→ **WORK TO COMPLETE**
a. Which sounds does the car comparison list among the Elantra's soundscapes? Name all of them.
b. Could you write out the part of the car comparison that opens with the words containing "CS: The Corolla" and closes with "your heated seats."?

And now we need to talk about the trade-off needed for that handling. The ride on the Corolla Apex is dump truck stiff. McLarens and Porsche 911s ride smoother than this. I am only 29 but this gave me the kind of back pain that you probably experience every day because you’re 100 years old. I like sporty cars and I like sport suspensions, but the Corolla is brutal and bordering on unnecessary. Surely anyone willing to submit their spine and kidneys to this much hardship would buy something that is honestly, more sporty than a Corolla. Luckily, the Apex is an option package and for the sake of this comparison we will keep that in mind. In our experience, non-Apex Corollas ride just fine.
BH: Such disrespect from someone who still has training wheels on his bike. But, yes, the $27,430 Apex has a genuinely unpleasant ride on anything other than smooth pavement. More to the point, I found the car to be a half-hearted effort in its attempt to mimic a budget-based sport sedan. Reasonably quick, okay handling, shift effort and precision somewhere in-between the bolt action of my Miata and the vagueness of my Chevy Cruze. This is a model that cries out for some serious TRD development if it is to be taken seriously. I know I’m dating myself, but think GT-S, Toyota! I was far more impressed with the mid-level XLE model I drove last year .
In comparison, other than the middling 147 hp from its 2.0L four-cylinder — I wouldn’t say no to another 20 horses — I was charmed by the Elantra Ultimate. It’s not sporty at all, but it is extremely refined — quiet, smooth and comfortable. And the interior blew me away. Well contented, yes, but it was the complementary materials used throughout the bright, airy cabin that cheered me up every time I sat behind the wheel. You?
CS: The Corolla is a car, while the Elantra is nothing short of a revolution. It has far and away the best interior of the two. The Elantra delights with a supremely comfortable steering wheel (which is heated), heated front seats, and auto climate control with adjustable fan intensity! That means you can have auto-regulation temperature and choose not to have the fans roaring full blast when you start the car. And when the sun goes down, the Elantra cabin gets even better. The dashboard and front doors are highlighted with purple ambient lighting, and the digital dash has a futuristic layout that fans of Cyberpunk 2077 will enjoy. It even has soundscapes! You can listen to the roar of waves crashing onto a beach, birds chirping in a forest, or the crackles and pops of a fireplace as you stay cozy in your heated seats.

→ **GIVEN DATA**
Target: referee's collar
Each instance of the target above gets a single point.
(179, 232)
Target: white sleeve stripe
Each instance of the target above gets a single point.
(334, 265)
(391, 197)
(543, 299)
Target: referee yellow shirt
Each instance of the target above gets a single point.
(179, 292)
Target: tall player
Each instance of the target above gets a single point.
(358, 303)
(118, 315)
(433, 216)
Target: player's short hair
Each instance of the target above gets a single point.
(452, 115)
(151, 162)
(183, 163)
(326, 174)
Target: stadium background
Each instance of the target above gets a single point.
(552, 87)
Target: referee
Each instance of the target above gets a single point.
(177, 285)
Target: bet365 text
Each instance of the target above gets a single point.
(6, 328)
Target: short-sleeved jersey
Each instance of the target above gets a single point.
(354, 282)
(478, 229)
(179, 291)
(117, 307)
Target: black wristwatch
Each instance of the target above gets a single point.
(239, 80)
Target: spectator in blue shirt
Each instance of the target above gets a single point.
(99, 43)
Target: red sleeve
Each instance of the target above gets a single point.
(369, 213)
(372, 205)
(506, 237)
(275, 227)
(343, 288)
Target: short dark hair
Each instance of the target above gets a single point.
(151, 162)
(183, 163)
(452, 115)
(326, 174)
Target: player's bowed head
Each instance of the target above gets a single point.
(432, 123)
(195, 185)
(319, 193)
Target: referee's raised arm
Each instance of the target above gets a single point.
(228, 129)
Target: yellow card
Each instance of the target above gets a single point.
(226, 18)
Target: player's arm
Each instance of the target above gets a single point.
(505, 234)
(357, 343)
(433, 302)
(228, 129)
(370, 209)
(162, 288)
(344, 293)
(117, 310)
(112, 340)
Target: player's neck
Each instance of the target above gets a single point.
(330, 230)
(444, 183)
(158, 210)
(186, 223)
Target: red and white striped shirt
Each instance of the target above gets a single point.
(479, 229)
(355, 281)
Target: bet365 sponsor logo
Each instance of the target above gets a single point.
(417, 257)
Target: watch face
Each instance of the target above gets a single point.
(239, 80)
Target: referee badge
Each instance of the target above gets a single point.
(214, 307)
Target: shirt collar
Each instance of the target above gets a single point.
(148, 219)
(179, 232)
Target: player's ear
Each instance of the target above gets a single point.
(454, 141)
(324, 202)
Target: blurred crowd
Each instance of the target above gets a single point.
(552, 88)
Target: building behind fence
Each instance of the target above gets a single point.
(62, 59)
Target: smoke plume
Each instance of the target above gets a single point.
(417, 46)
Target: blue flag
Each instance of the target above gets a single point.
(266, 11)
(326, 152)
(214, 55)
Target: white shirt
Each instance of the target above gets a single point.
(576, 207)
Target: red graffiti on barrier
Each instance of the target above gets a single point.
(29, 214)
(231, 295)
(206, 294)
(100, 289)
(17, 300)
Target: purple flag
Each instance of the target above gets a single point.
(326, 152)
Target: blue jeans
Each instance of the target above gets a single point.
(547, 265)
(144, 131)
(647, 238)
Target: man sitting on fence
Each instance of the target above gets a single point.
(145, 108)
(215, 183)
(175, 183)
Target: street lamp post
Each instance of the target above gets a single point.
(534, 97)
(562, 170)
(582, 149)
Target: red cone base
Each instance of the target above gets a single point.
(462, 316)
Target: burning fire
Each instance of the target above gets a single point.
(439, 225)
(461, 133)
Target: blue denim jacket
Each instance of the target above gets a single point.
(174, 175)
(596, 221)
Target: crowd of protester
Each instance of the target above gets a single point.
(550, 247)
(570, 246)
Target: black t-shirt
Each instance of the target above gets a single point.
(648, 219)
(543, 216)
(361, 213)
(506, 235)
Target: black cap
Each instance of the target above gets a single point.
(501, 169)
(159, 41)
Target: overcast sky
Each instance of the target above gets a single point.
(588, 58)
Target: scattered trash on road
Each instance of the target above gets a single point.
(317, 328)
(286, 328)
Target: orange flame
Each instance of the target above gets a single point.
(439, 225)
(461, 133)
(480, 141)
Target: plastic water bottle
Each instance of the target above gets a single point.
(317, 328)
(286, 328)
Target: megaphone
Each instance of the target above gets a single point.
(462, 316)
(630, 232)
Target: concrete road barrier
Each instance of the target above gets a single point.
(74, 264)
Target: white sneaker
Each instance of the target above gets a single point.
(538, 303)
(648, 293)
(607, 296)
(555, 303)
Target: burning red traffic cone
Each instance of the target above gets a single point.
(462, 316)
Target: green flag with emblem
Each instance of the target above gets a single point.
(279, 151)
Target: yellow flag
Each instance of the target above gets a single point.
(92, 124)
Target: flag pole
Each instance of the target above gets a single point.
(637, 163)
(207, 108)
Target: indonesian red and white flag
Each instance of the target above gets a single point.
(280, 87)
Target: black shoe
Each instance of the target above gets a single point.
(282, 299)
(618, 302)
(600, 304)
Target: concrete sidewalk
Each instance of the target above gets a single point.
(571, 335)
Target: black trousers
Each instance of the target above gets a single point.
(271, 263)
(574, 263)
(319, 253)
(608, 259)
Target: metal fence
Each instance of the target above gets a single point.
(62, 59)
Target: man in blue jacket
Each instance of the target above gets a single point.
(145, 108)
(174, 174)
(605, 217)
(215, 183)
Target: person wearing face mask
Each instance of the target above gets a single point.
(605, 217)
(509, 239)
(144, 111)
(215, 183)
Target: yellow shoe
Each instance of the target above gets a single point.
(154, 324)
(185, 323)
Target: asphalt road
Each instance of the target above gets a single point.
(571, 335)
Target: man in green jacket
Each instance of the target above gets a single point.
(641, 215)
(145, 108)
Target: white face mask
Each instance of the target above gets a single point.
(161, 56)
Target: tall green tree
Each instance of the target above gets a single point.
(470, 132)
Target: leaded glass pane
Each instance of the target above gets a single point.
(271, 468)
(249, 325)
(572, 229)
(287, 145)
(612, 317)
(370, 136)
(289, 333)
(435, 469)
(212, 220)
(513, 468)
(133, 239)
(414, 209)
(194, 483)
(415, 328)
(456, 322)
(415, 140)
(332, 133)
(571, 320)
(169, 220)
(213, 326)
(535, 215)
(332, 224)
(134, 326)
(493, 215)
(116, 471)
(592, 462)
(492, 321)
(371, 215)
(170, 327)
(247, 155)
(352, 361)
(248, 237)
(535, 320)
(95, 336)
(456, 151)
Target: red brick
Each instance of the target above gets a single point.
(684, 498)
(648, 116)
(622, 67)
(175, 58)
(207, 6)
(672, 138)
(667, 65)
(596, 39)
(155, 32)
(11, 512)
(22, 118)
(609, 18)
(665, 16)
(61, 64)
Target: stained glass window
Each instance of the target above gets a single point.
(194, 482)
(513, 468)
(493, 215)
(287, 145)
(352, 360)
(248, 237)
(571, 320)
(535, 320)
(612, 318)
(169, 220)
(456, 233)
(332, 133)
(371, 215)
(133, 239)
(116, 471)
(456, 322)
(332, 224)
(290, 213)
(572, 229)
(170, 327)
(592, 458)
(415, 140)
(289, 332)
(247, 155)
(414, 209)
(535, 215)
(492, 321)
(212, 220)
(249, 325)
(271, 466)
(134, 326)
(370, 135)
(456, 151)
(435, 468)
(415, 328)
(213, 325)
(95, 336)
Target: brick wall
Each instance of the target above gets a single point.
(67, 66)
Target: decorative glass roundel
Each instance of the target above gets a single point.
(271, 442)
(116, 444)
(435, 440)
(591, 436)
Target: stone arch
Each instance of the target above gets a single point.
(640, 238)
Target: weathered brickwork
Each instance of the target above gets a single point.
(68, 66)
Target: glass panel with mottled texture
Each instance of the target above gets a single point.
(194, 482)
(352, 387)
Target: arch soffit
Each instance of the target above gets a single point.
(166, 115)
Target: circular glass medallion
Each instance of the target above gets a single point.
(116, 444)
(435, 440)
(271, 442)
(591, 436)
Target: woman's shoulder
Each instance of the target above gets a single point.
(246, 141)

→ **ANSWERS**
a.
- Waves crashing onto a beach
- Birds chirping in a forest
- The crackles and pops of a fireplace

b.
CS: The Corolla is a car, while the Elantra is nothing short of a revolution. It has far and away the best interior of the two. The Elantra delights with a supremely comfortable steering wheel (which is heated), heated front seats, and auto climate control with adjustable fan intensity! That means you can have auto-regulation temperature and choose not to have the fans roaring full blast when you start the car. And when the sun goes down, the Elantra cabin gets even better. The dashboard and front doors are highlighted with purple ambient lighting, and the digital dash has a futuristic layout that fans of Cyberpunk 2077 will enjoy. It even has soundscapes! You can listen to the roar of waves crashing onto a beach, birds chirping in a forest, or the crackles and pops of a fireplace as you stay cozy in your heated seats.